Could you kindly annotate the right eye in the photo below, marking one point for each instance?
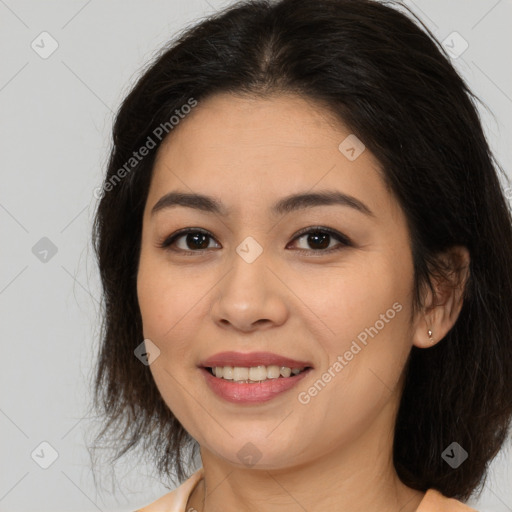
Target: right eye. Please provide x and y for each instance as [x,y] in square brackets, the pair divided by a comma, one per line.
[194,239]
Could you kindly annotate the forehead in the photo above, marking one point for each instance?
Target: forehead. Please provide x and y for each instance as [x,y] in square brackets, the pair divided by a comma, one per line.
[251,148]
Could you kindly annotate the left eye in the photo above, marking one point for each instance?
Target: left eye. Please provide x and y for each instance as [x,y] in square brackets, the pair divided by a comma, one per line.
[197,240]
[320,239]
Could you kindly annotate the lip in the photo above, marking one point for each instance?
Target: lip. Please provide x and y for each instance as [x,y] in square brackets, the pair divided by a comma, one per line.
[249,359]
[251,393]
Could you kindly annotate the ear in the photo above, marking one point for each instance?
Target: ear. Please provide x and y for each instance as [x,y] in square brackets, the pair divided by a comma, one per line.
[442,309]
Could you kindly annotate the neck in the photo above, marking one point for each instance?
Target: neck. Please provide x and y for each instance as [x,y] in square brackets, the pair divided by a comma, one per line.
[354,477]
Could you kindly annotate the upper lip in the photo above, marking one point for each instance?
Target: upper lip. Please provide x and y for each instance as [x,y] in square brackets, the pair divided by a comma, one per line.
[251,359]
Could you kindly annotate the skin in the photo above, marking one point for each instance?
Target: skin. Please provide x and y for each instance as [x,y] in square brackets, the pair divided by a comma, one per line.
[334,452]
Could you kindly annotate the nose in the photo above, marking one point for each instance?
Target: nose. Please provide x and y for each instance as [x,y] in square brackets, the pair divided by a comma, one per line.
[250,296]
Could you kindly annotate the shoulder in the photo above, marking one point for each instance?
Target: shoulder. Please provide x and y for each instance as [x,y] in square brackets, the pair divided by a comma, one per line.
[175,501]
[434,501]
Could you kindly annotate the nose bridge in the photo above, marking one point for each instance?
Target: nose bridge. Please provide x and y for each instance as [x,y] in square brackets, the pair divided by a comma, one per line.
[249,293]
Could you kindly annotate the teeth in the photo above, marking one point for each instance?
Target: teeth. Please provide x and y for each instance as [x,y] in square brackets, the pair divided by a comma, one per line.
[254,373]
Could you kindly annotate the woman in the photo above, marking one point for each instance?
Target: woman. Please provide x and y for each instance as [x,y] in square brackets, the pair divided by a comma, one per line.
[305,254]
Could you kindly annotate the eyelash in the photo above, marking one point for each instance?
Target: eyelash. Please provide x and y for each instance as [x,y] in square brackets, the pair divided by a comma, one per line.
[344,241]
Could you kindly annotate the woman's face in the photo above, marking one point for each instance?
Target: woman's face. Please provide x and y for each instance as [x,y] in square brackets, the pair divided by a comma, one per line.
[254,284]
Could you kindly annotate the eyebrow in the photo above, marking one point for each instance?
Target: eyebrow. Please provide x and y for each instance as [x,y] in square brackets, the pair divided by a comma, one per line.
[287,204]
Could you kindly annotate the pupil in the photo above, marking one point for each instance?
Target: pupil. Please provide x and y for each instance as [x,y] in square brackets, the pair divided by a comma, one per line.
[315,236]
[193,238]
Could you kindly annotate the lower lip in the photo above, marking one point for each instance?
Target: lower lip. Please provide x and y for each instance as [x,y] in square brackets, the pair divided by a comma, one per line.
[257,392]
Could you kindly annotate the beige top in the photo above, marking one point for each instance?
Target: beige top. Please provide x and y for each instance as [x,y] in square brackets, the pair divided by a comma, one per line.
[176,501]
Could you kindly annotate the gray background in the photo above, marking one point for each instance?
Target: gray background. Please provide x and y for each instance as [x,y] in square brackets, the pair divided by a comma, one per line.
[56,116]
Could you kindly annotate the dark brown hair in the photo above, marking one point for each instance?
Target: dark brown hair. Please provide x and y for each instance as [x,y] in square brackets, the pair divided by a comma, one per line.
[385,77]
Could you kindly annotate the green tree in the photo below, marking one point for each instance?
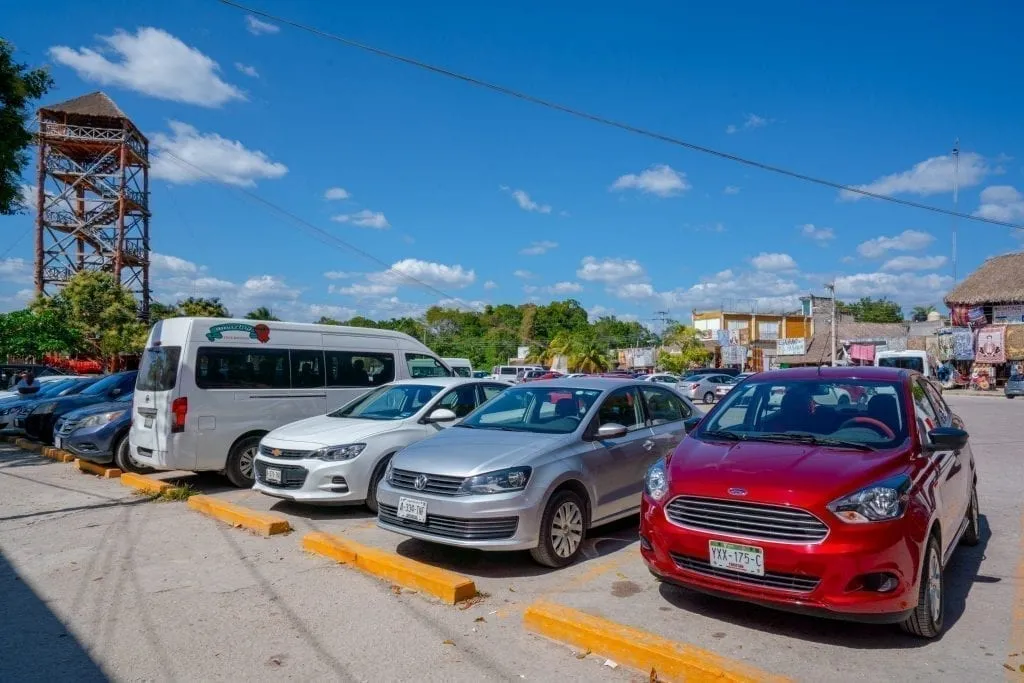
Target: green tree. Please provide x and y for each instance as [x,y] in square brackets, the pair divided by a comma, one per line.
[18,87]
[203,307]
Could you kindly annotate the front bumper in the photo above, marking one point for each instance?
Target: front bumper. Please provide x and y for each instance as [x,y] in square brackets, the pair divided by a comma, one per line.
[493,521]
[840,564]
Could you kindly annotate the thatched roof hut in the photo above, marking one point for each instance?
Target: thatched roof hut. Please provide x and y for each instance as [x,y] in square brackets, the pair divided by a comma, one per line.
[999,280]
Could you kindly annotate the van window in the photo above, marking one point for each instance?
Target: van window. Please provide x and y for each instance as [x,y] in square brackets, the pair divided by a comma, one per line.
[159,369]
[222,368]
[358,369]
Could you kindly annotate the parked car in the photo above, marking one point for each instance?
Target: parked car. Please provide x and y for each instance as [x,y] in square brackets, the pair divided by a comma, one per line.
[99,433]
[341,457]
[849,511]
[536,467]
[41,419]
[704,386]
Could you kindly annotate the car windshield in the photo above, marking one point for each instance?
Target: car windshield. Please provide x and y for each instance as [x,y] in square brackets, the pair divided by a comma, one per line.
[391,401]
[541,410]
[856,414]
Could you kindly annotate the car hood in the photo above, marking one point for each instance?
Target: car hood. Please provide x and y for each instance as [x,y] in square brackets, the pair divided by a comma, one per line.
[780,473]
[323,430]
[463,452]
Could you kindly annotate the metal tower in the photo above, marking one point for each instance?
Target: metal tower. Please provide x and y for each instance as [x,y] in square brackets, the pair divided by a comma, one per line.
[93,196]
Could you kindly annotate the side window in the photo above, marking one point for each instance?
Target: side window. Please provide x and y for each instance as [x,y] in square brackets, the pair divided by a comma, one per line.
[622,408]
[663,406]
[357,369]
[307,370]
[222,368]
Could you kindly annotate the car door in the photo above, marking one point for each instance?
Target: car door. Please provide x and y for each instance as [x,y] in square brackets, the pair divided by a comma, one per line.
[615,467]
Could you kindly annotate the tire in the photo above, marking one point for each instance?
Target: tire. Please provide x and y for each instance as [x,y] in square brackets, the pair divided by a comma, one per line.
[563,523]
[926,621]
[123,459]
[240,462]
[972,536]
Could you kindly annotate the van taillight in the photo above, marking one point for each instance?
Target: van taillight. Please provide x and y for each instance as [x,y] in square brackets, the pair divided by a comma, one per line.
[179,409]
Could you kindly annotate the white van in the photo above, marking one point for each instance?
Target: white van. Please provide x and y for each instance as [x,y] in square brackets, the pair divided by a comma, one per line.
[209,389]
[460,367]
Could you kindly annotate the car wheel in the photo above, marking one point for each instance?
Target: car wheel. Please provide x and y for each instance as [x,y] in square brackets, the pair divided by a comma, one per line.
[972,535]
[926,620]
[124,460]
[562,530]
[240,462]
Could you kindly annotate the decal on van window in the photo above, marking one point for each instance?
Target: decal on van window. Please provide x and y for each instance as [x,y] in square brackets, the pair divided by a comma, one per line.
[260,333]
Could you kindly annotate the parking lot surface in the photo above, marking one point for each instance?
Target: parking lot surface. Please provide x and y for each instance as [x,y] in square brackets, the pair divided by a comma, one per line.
[104,583]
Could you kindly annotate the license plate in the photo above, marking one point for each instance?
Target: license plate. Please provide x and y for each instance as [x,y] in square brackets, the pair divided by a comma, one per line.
[734,557]
[413,509]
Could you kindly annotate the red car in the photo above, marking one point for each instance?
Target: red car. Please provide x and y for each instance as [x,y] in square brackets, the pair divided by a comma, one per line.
[842,509]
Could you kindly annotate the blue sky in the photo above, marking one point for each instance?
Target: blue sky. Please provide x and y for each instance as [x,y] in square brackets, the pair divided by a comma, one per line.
[494,200]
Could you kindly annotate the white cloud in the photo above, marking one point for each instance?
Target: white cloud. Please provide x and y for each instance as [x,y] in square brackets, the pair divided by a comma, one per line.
[1000,203]
[154,62]
[914,263]
[905,241]
[365,218]
[248,70]
[766,261]
[538,248]
[659,179]
[932,176]
[258,27]
[211,158]
[821,236]
[609,269]
[334,194]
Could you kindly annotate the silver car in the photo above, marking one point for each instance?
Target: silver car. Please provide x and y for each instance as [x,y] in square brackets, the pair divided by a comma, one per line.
[536,467]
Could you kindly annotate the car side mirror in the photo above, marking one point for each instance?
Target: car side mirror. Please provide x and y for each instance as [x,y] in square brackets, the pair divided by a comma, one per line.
[610,430]
[441,415]
[947,438]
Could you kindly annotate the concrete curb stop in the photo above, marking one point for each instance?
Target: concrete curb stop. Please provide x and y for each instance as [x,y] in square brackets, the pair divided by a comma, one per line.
[446,586]
[237,515]
[639,649]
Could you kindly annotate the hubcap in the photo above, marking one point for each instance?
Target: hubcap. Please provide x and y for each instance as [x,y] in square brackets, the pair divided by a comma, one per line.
[935,587]
[566,529]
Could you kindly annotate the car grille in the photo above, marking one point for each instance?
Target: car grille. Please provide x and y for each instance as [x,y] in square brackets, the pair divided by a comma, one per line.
[454,527]
[784,582]
[754,520]
[292,476]
[284,453]
[436,483]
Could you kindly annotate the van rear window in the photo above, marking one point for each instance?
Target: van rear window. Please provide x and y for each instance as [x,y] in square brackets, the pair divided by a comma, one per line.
[159,369]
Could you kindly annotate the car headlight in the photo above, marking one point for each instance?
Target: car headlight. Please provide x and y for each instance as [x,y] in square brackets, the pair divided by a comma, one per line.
[100,419]
[656,481]
[339,453]
[884,501]
[500,481]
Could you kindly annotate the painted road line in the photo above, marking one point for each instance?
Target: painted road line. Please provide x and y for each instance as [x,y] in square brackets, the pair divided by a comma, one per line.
[446,586]
[236,515]
[144,483]
[93,468]
[642,650]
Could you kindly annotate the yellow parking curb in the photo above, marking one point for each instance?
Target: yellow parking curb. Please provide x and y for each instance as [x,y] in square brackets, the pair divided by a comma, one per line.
[236,515]
[141,482]
[448,586]
[670,659]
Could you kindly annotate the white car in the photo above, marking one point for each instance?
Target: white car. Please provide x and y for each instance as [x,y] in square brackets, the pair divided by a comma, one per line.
[341,457]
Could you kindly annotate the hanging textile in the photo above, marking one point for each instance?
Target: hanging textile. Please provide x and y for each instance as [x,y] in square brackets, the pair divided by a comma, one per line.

+===+

## [JOB]
Write out the lines above, starting at the line that contains "Could you kindly annotate the yellow" and ending with the final line, and nothing else; copy them exactly.

## [EXERCISE RESPONSE]
Could you kindly annotate the yellow parking curb in the photo above, marking one point for each instance?
Target: yellow parking curb. Please provide x and y for each instance as [x,y] in square brackets, the pair divided by a comma, one per line.
[236,515]
[141,482]
[448,586]
[670,659]
Could you kindly annotate the white car in the photo above, marking one point for each instance?
Target: white car. Please provide x and y for each instance as [x,y] in square brackets, the pair divided by a comma, one per line.
[341,457]
Could you kindly annotate the hanging textile in the photo above, marking one point for each instance?
Target: hanging textile. Please provide x and y for each instance as [x,y] in square brackets, the pair divided by a comma, one per line.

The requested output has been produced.